━━━━━ Records provided ━━━━━

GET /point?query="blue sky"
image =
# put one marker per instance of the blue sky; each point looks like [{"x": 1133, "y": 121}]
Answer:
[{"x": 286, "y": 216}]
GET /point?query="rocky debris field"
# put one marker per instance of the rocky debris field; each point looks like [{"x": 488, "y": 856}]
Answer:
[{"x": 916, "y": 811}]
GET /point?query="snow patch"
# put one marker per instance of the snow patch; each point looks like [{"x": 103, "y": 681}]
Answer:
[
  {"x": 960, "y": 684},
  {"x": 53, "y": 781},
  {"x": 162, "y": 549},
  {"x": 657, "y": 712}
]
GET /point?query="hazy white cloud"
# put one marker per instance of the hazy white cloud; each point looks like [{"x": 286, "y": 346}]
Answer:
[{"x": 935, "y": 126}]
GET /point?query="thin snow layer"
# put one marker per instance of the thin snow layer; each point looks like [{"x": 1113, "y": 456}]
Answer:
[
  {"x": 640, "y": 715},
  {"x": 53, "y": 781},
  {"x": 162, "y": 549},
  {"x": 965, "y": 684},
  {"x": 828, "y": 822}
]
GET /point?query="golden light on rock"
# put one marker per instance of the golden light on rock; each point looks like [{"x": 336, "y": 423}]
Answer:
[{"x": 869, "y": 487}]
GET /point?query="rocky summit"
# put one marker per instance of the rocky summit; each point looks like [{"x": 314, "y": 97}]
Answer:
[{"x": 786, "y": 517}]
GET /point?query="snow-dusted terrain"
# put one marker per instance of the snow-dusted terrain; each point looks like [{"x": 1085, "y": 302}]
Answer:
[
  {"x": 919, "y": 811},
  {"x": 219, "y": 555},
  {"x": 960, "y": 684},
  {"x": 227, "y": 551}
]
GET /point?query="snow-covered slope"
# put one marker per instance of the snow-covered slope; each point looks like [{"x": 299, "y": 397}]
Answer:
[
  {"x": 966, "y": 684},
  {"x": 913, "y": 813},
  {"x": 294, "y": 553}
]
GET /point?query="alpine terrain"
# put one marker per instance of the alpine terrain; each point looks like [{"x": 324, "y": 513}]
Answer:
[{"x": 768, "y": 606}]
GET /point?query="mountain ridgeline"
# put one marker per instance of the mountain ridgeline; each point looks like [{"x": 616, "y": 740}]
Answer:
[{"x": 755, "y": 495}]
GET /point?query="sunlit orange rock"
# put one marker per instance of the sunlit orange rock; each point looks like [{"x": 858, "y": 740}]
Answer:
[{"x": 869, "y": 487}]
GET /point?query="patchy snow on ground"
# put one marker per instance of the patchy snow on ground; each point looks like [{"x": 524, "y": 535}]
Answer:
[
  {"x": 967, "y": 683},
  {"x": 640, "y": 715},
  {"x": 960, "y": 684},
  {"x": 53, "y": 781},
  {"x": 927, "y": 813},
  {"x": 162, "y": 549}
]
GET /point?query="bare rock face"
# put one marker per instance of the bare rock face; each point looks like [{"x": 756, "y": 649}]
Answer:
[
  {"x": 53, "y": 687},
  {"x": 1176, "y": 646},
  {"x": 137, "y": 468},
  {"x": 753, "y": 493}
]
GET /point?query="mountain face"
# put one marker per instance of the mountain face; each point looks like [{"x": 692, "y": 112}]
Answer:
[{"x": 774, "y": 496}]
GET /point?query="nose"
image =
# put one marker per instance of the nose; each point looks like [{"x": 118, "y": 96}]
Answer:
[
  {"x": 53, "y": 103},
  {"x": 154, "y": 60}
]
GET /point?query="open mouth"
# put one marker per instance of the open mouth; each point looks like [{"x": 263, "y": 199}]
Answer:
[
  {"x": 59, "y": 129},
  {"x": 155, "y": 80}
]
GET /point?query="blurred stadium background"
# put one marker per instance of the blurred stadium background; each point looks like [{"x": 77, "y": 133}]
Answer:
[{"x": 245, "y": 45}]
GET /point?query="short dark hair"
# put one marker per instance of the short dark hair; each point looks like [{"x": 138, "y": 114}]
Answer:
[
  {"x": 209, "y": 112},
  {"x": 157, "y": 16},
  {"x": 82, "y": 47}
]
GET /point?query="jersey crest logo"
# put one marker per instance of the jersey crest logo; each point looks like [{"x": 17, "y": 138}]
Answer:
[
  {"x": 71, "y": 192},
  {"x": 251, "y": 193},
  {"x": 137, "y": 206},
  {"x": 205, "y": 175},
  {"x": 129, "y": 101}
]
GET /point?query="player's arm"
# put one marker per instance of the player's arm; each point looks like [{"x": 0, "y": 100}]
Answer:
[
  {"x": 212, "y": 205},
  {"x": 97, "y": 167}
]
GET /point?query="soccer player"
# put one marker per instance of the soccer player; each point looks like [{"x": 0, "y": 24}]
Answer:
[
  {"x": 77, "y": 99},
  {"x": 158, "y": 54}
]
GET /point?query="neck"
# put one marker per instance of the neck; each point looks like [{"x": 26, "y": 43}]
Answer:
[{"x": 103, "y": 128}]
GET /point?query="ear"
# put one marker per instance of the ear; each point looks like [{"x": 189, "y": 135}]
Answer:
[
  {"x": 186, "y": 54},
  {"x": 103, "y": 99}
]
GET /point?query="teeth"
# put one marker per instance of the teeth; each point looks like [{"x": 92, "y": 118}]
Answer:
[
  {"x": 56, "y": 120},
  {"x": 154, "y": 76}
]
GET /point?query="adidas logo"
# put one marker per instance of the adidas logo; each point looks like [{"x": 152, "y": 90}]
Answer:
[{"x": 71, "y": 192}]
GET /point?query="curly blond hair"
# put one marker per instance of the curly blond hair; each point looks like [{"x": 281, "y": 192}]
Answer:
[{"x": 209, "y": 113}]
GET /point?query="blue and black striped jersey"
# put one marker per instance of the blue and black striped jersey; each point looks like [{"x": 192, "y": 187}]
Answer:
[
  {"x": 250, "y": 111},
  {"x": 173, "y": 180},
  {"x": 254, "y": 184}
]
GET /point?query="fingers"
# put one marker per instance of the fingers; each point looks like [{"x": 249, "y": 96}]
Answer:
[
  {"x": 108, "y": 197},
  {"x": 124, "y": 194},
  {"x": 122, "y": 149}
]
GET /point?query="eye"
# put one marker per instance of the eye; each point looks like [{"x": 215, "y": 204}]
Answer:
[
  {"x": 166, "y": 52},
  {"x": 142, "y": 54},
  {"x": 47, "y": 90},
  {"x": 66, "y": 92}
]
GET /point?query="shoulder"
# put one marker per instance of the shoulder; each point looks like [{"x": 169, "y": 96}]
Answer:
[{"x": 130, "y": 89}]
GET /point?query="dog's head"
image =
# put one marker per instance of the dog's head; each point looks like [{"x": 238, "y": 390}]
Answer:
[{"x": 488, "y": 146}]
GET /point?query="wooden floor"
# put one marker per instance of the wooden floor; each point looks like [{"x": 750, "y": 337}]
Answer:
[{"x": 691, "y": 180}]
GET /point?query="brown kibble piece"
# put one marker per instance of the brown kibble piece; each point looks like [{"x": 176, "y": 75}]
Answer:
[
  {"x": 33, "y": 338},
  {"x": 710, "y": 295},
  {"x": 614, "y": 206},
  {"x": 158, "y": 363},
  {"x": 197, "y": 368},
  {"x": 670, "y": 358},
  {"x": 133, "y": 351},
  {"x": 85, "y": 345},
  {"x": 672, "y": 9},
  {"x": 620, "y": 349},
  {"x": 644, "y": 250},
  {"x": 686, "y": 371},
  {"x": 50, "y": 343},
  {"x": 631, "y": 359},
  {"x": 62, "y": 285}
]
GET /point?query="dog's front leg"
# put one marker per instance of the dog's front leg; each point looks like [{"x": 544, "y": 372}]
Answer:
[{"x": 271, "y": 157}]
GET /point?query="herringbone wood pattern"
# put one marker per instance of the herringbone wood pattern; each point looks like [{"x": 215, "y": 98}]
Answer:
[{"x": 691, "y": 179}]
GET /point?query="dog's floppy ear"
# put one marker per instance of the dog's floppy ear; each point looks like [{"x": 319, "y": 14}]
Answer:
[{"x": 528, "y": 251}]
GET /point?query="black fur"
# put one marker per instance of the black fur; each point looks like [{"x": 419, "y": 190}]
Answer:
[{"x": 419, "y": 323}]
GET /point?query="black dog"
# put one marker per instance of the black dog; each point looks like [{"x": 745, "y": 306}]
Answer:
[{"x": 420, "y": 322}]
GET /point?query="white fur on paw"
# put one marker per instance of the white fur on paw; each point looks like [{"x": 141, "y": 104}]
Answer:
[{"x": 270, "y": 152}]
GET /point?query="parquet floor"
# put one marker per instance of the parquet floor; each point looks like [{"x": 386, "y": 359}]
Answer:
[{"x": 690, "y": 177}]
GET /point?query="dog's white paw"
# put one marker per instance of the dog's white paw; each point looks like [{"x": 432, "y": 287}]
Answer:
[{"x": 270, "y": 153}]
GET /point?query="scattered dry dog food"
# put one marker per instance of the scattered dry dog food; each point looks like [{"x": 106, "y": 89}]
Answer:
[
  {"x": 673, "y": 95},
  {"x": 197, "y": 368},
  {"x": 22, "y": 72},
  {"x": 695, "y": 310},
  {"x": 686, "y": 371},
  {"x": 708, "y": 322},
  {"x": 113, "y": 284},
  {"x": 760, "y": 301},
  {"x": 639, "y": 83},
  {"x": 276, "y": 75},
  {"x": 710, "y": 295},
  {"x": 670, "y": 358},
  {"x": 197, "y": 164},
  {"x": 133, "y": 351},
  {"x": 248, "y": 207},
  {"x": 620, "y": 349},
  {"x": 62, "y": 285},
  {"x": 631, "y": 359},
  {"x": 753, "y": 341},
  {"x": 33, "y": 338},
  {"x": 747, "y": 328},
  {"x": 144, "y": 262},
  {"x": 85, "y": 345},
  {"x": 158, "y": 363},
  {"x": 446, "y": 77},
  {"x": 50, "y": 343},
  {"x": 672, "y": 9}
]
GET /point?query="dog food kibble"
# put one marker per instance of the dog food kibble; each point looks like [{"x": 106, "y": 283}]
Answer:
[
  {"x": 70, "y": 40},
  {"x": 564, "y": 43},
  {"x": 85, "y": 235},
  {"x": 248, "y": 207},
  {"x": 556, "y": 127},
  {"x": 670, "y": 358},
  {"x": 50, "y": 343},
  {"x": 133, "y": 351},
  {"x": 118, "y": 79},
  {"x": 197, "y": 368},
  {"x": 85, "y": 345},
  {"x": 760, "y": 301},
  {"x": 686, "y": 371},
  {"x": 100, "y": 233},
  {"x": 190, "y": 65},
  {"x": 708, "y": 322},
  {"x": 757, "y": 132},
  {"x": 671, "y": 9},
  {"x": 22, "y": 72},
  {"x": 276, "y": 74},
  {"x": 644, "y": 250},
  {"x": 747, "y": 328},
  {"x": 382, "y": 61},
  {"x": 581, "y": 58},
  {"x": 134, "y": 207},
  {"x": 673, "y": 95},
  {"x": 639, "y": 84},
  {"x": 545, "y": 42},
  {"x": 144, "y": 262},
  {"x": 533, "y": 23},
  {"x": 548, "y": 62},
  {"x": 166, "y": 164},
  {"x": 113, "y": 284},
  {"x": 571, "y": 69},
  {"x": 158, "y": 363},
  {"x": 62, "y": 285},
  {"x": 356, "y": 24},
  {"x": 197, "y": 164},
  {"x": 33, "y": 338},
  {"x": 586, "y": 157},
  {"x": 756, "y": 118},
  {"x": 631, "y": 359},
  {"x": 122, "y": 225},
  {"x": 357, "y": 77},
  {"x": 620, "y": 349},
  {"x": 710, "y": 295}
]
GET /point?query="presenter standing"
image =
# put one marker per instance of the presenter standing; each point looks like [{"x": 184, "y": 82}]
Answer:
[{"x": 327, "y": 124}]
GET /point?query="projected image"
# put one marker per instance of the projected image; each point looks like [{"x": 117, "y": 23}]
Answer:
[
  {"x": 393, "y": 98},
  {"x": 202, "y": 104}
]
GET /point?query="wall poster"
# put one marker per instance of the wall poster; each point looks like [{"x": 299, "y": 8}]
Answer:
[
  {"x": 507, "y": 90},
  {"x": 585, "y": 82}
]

━━━━━

### Exercise details
Would you copy out every line in the records that includes the string "slope"?

### Expected answer
GET /point?query="snow-covered slope"
# put one marker per instance of the snow-covered slope; each point looks like [{"x": 299, "y": 397}]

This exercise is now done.